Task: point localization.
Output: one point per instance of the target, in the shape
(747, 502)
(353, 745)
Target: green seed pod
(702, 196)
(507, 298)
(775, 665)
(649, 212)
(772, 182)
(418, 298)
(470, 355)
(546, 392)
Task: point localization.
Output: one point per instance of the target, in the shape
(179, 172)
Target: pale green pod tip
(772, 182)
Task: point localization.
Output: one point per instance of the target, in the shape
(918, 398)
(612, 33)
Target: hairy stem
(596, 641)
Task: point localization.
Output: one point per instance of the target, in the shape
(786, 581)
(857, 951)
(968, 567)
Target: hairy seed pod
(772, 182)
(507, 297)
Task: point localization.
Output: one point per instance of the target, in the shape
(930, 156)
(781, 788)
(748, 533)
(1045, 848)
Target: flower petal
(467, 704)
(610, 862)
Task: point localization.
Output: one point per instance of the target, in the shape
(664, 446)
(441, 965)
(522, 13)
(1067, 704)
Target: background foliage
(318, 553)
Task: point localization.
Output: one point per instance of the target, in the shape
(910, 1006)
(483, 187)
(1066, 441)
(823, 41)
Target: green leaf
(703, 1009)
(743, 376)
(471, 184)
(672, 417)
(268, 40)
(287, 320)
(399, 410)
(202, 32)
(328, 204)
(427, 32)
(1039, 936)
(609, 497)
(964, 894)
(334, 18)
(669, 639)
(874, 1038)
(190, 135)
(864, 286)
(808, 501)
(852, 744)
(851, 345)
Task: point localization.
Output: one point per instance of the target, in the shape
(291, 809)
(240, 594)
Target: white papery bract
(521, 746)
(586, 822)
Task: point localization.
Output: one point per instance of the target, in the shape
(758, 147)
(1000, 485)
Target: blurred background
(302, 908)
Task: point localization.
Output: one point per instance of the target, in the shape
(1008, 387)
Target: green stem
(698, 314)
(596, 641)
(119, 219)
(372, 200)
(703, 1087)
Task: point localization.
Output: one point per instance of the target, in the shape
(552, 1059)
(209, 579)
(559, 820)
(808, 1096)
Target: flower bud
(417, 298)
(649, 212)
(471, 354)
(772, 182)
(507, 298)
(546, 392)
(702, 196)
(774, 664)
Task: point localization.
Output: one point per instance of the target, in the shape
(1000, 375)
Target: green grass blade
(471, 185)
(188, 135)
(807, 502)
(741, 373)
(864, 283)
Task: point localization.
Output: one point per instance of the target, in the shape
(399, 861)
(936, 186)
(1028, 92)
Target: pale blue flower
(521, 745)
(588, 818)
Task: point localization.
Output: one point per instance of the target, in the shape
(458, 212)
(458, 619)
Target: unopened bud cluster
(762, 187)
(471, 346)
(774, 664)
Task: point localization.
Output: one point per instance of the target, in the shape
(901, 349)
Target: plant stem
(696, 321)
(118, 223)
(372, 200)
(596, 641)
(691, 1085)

▶ [Task to carry out] Output the material above exactly. Omit nothing.

▶ [Response to this exercise]
Task: point localization.
Output: one point per instance of the target, in the shape
(747, 502)
(353, 745)
Target: green seed pod
(702, 196)
(507, 298)
(775, 665)
(649, 212)
(772, 182)
(418, 298)
(470, 355)
(546, 392)
Task: point localization.
Output: one point per instance of the target, in the shape
(179, 172)
Target: pale green pod tip
(772, 182)
Task: point localization.
Output: one point per instance of the target, in the shape
(918, 398)
(612, 33)
Target: hairy stem
(596, 641)
Task: point localization.
Output: one point per instance of the target, in the shape
(786, 581)
(857, 951)
(968, 567)
Target: hairy seed pod
(772, 182)
(507, 297)
Task: point localization.
Output: one point per instance of the target, in the shape
(930, 156)
(781, 788)
(748, 533)
(1045, 848)
Target: flower petal
(467, 704)
(610, 862)
Task: point localization.
Output: one point per instance of the target, in the shape
(664, 446)
(441, 965)
(522, 13)
(1067, 704)
Target: background foliage
(318, 553)
Task: point localization.
Output: one point per instance of the target, in the shape
(910, 1006)
(483, 187)
(1066, 441)
(823, 41)
Target: green leaf
(703, 1009)
(743, 376)
(471, 184)
(672, 417)
(268, 40)
(287, 320)
(399, 410)
(202, 32)
(328, 204)
(427, 32)
(1039, 936)
(609, 497)
(964, 894)
(334, 18)
(669, 639)
(874, 1038)
(190, 135)
(864, 286)
(808, 501)
(852, 744)
(851, 345)
Task: point localization.
Output: one point per instance of the target, in the shape
(291, 809)
(240, 594)
Target: white papery bract
(521, 746)
(586, 822)
Task: point localization.
Output: one point per instance of the target, in the shape
(758, 147)
(1000, 485)
Target: blurred background
(302, 908)
Task: point localization.
Output: one point per instance of the target, in the shape
(1008, 387)
Target: green stem
(698, 314)
(596, 641)
(119, 219)
(372, 200)
(703, 1087)
Task: point localization.
Output: one point per instance of the target, in the shape
(552, 1059)
(209, 579)
(559, 820)
(808, 1096)
Target: flower bud
(417, 298)
(649, 212)
(471, 354)
(772, 182)
(507, 298)
(546, 392)
(702, 196)
(774, 664)
Task: point localization.
Output: one point per instance of the target, in the shape
(1000, 375)
Target: green grass blade
(471, 185)
(188, 135)
(807, 502)
(741, 373)
(864, 283)
Task: point localization.
Output: one point per instance of the target, in the shape
(399, 861)
(936, 186)
(1028, 92)
Target: pale blue flower
(521, 745)
(588, 818)
Task: point localization.
Output: one point per instance of the target, in the shape
(458, 212)
(458, 619)
Target: unopened bud cluster
(762, 187)
(471, 346)
(774, 664)
Task: point localization.
Output: one point per instance of the target, in the shape
(901, 349)
Target: plant stem
(696, 321)
(118, 223)
(372, 200)
(596, 641)
(691, 1085)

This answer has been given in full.